*What you need to do:*
**A.** According to the television review passage, how long has it been since Netflix released new episodes of The Punisher?
**B.** Reproduce the stretch of the television review passage from "What I wanted" through "feels much longer.".

[[ Reading passage, beginning ]]

What I wanted out of The Passage was either I Am Legend before everyone on the planet got turned into vampires or what Fear the Walking Dead should have been rather than what it turned out to be. But so far it’s turned out to be mostly network TV drama schlock.

I’ll give this one a few more episodes but have to admit that things aren’t looking too good for me and The Passage.

The Punisher season 2 premiere ⭐⭐⭐⭐

Let me be what I’m meant to be

It’s only been a little more than a year since Netflix released new episodes of the series The Punisher, yet somehow it feels much longer.

[[ Reading passage, end ]]
[[ Records shown, beginning ]]

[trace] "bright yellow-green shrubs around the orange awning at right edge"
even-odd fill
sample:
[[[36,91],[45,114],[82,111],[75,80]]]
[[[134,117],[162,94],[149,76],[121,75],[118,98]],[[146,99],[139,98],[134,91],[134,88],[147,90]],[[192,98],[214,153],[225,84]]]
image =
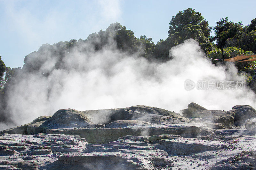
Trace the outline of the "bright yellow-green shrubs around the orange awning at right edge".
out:
[[[254,55],[254,53],[252,51],[244,51],[241,48],[237,48],[237,47],[228,47],[223,49],[223,53],[224,53],[224,58],[228,59],[228,58],[232,58],[235,57],[236,55]],[[209,51],[207,53],[207,56],[209,58],[214,58],[214,59],[220,59],[222,60],[222,53],[221,53],[221,49],[214,49],[212,51]],[[245,70],[255,70],[256,69],[256,62],[252,61],[252,62],[238,62],[235,63],[237,69],[239,71],[245,71]]]

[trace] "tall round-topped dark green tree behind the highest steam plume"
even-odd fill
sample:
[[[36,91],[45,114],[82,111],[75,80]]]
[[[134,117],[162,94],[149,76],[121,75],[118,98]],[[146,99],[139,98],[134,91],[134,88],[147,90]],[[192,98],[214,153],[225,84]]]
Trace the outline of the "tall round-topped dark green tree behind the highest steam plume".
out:
[[[210,36],[211,29],[212,27],[209,26],[208,21],[204,19],[200,12],[191,8],[180,11],[172,17],[168,38],[157,42],[152,55],[162,61],[169,60],[170,48],[189,38],[196,40],[206,51],[210,51],[216,48]]]

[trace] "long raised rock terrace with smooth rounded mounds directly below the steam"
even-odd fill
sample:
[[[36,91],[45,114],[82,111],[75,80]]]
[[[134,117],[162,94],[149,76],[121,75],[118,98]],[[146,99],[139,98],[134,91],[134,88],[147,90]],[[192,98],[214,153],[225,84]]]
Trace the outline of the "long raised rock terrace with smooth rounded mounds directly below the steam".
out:
[[[62,109],[52,116],[38,117],[31,123],[4,130],[0,134],[71,134],[86,138],[89,143],[108,143],[126,135],[212,137],[212,129],[231,126],[235,116],[232,111],[207,110],[196,103],[190,103],[188,109],[183,110],[183,115],[188,118],[172,111],[142,105],[87,111]],[[98,124],[102,121],[105,125]]]

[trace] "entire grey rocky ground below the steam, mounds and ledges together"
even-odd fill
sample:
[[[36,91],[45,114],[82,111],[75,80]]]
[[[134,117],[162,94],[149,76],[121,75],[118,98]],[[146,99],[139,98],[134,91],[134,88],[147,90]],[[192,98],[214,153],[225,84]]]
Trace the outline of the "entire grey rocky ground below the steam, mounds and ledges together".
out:
[[[256,111],[196,103],[78,111],[0,132],[0,169],[255,169]]]

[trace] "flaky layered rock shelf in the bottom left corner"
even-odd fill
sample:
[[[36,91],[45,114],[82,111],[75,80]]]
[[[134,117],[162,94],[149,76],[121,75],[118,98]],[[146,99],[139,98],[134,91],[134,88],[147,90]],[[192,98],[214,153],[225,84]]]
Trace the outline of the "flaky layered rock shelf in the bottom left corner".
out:
[[[71,135],[18,135],[0,137],[0,169],[40,169],[60,153],[85,150],[87,142]]]

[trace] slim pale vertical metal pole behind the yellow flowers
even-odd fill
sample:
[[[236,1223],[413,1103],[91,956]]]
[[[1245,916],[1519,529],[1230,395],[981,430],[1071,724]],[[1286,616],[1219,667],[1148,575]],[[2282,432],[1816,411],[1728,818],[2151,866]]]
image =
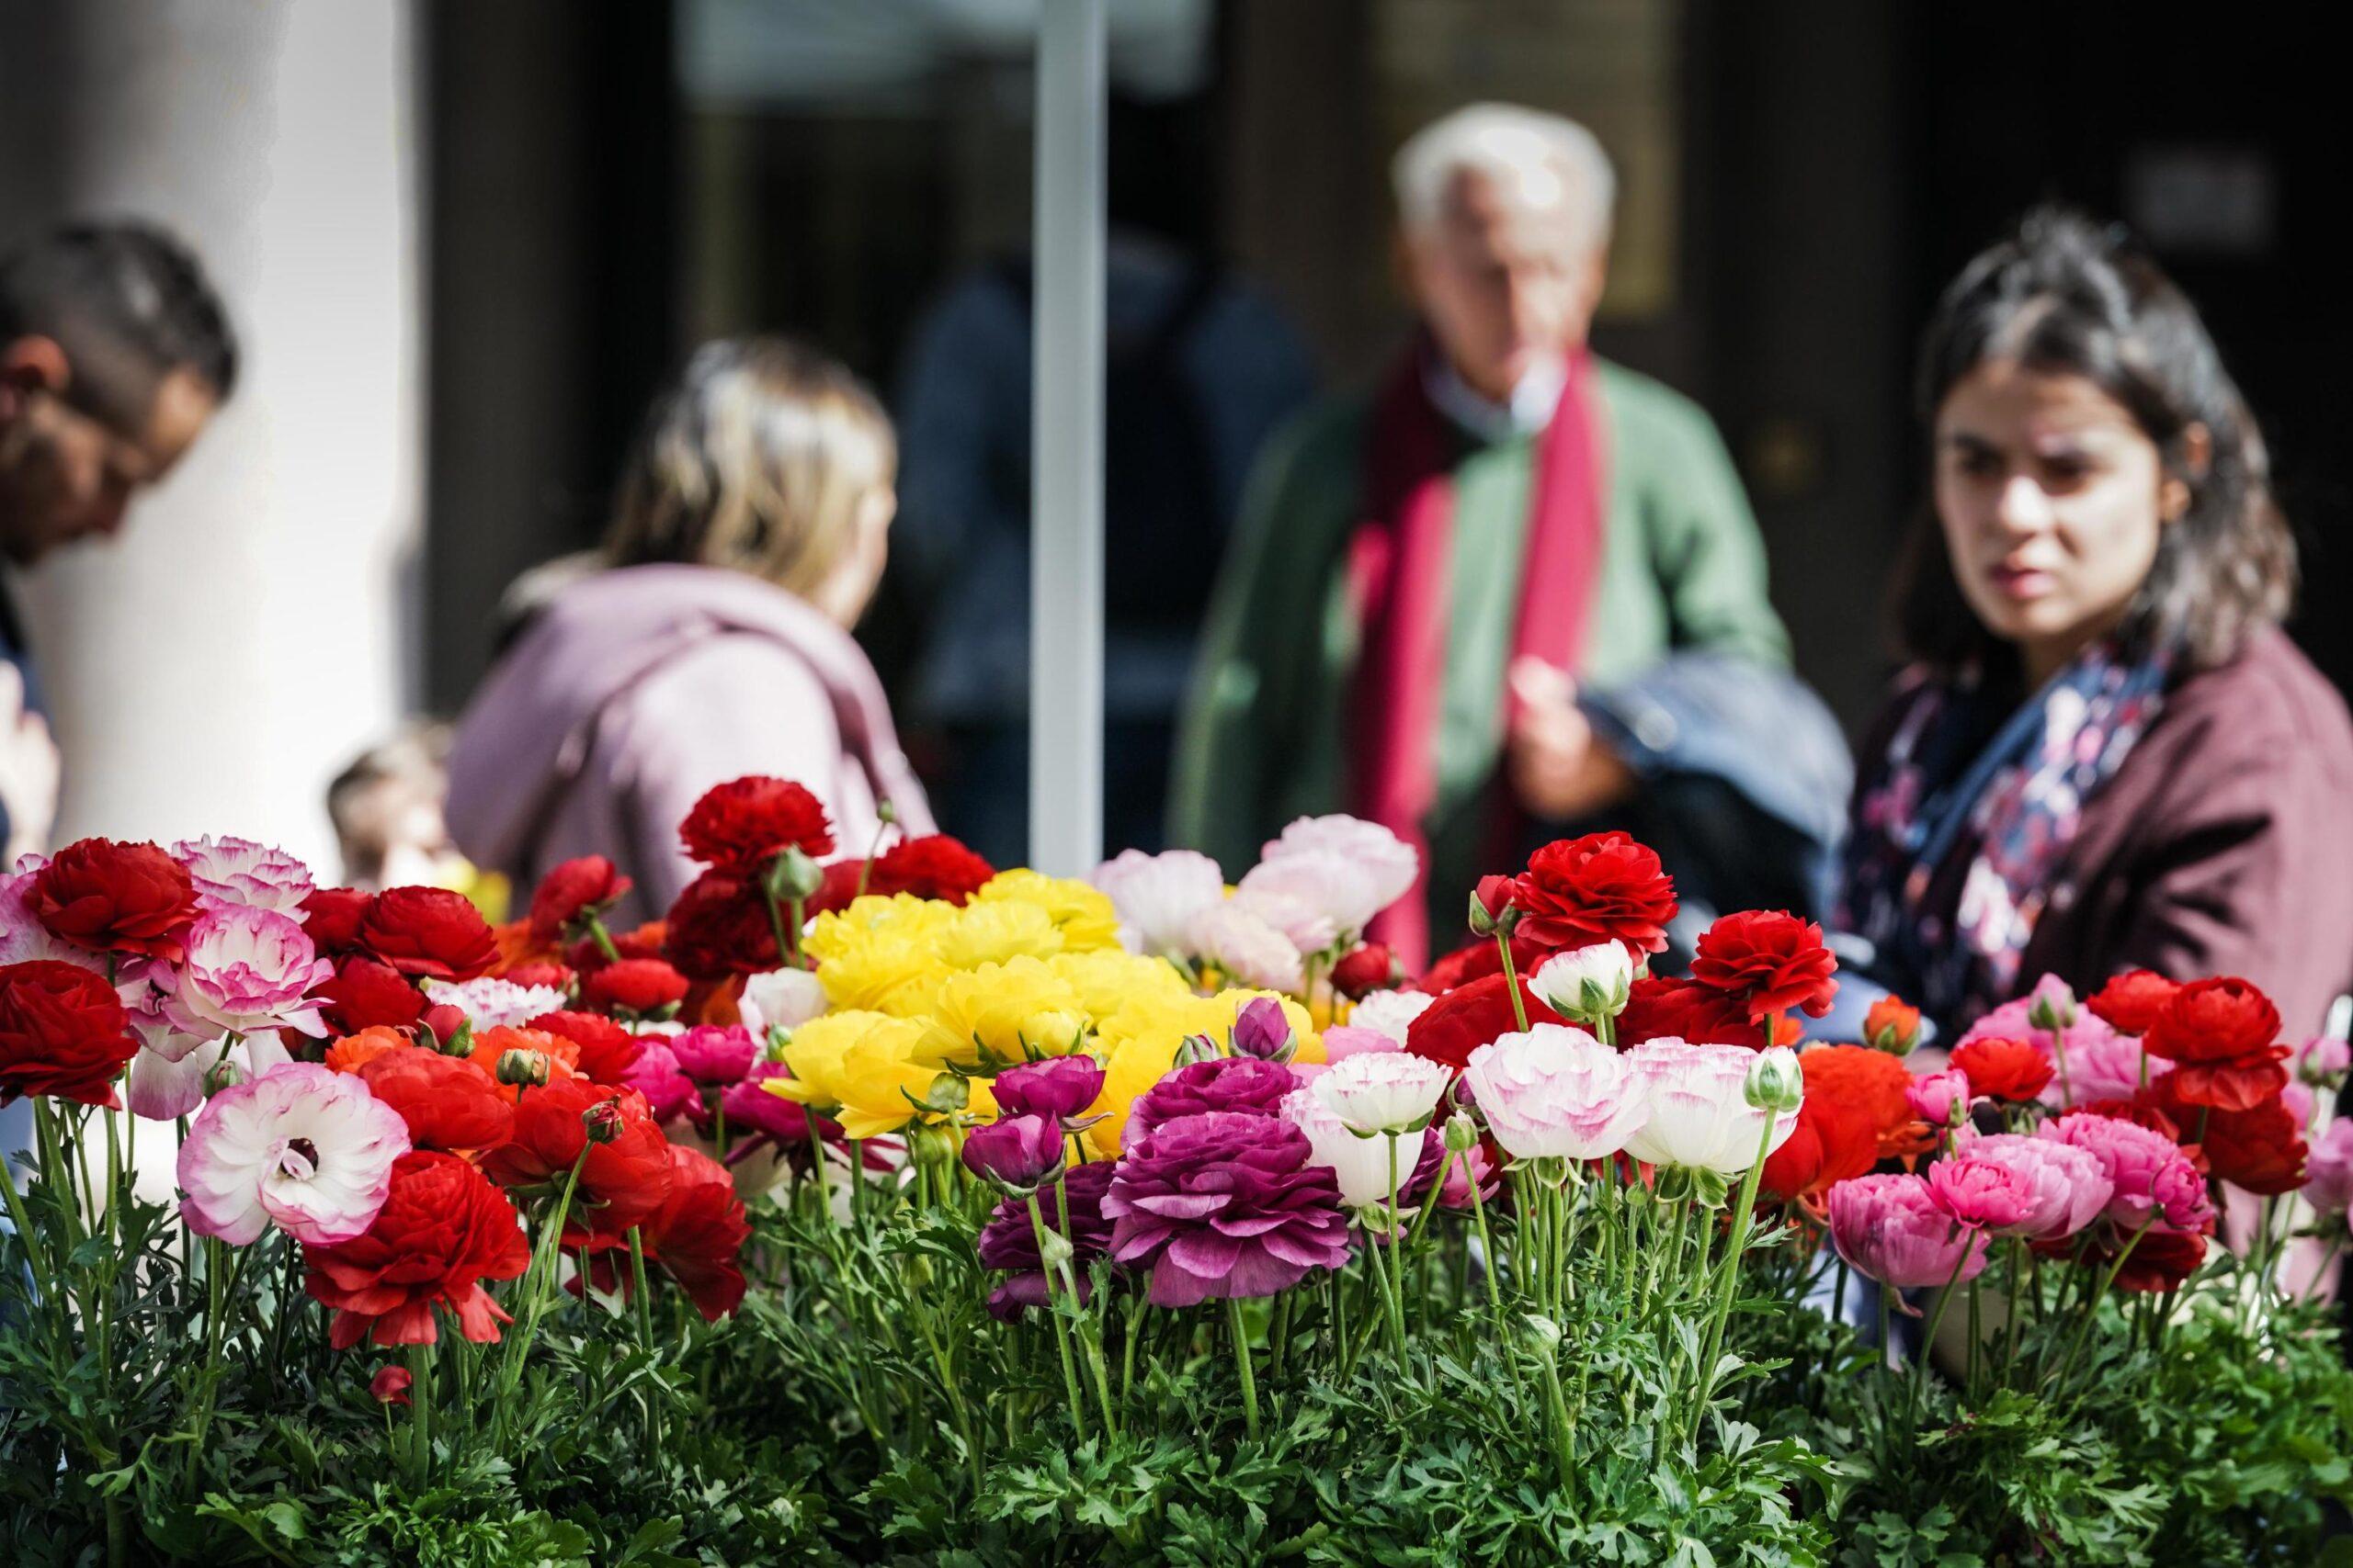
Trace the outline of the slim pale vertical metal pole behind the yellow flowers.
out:
[[[1031,865],[1104,853],[1104,0],[1038,24]]]

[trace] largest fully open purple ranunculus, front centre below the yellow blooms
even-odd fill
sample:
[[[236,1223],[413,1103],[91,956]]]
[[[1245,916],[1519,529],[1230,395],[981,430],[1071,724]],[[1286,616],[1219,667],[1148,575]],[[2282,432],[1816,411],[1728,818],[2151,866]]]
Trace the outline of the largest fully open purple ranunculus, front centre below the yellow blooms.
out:
[[[1127,1147],[1104,1194],[1113,1260],[1151,1265],[1155,1307],[1275,1295],[1308,1269],[1346,1265],[1339,1182],[1327,1166],[1308,1164],[1311,1152],[1308,1135],[1280,1117],[1198,1112],[1162,1121]]]

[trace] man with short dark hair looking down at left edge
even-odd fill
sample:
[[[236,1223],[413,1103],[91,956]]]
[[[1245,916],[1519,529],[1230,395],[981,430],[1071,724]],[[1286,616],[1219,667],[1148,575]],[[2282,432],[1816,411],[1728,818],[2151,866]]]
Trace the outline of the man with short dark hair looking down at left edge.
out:
[[[71,223],[0,256],[0,557],[28,567],[111,536],[238,381],[202,266],[148,223]],[[0,590],[0,839],[35,849],[56,809],[40,682]]]

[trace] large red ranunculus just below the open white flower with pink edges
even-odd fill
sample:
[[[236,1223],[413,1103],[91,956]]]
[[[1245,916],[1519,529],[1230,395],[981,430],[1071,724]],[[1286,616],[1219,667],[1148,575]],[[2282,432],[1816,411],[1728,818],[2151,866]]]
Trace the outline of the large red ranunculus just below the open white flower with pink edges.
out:
[[[456,1314],[459,1333],[487,1342],[513,1319],[489,1300],[485,1279],[532,1267],[515,1206],[456,1154],[409,1150],[393,1161],[393,1192],[367,1234],[306,1246],[304,1288],[334,1309],[327,1340],[351,1349],[431,1345],[433,1307]]]

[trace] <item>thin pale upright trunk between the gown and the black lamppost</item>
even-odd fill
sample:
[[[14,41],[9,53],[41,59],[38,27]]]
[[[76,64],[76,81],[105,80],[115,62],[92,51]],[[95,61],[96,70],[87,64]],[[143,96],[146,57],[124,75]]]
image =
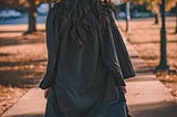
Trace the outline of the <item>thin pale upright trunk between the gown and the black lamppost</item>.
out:
[[[126,32],[129,31],[129,20],[131,20],[131,2],[126,3]]]

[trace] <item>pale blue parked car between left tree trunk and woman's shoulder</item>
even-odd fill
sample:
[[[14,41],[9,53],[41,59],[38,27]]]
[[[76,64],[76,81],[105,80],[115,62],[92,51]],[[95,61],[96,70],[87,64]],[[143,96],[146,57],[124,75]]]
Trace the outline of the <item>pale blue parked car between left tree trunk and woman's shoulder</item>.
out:
[[[38,8],[37,8],[37,12],[40,15],[45,15],[49,11],[49,3],[41,3]]]

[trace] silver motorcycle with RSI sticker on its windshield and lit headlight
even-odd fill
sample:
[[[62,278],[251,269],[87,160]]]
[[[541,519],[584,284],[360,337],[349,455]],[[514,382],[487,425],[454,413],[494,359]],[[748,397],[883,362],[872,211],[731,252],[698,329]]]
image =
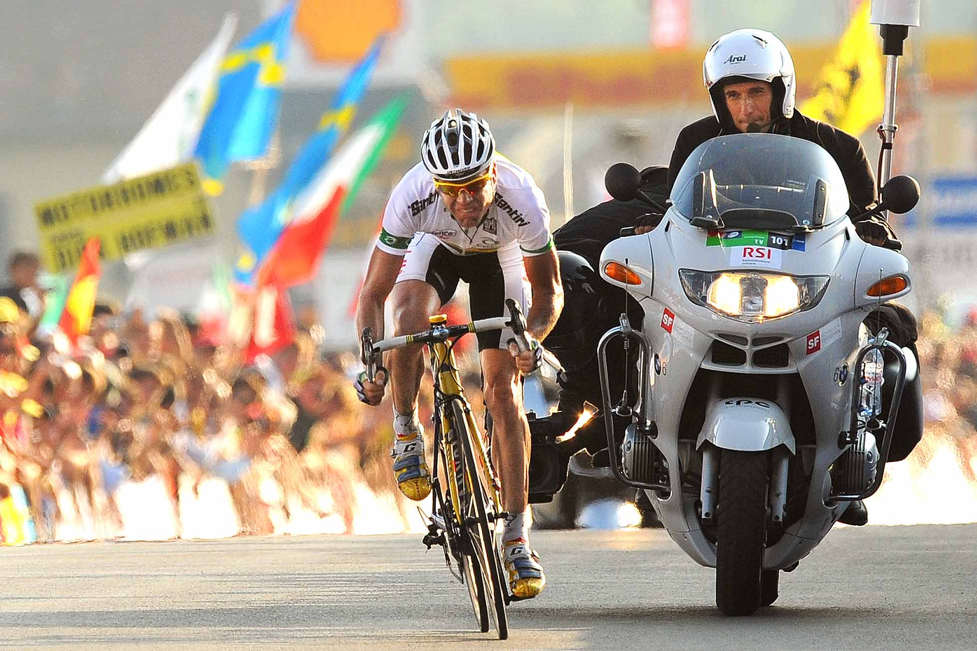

[[ Records shown, end ]]

*Responses:*
**A.** A little more than a year.

**B.**
What I wanted out of The Passage was either I Am Legend before everyone on the planet got turned into vampires or what Fear the Walking Dead should have been rather than what it turned out to be. But so far it’s turned out to be mostly network TV drama schlock.

I’ll give this one a few more episodes but have to admit that things aren’t looking too good for me and The Passage.

The Punisher season 2 premiere ⭐⭐⭐⭐

Let me be what I’m meant to be

It’s only been a little more than a year since Netflix released new episodes of the series The Punisher, yet somehow it feels much longer.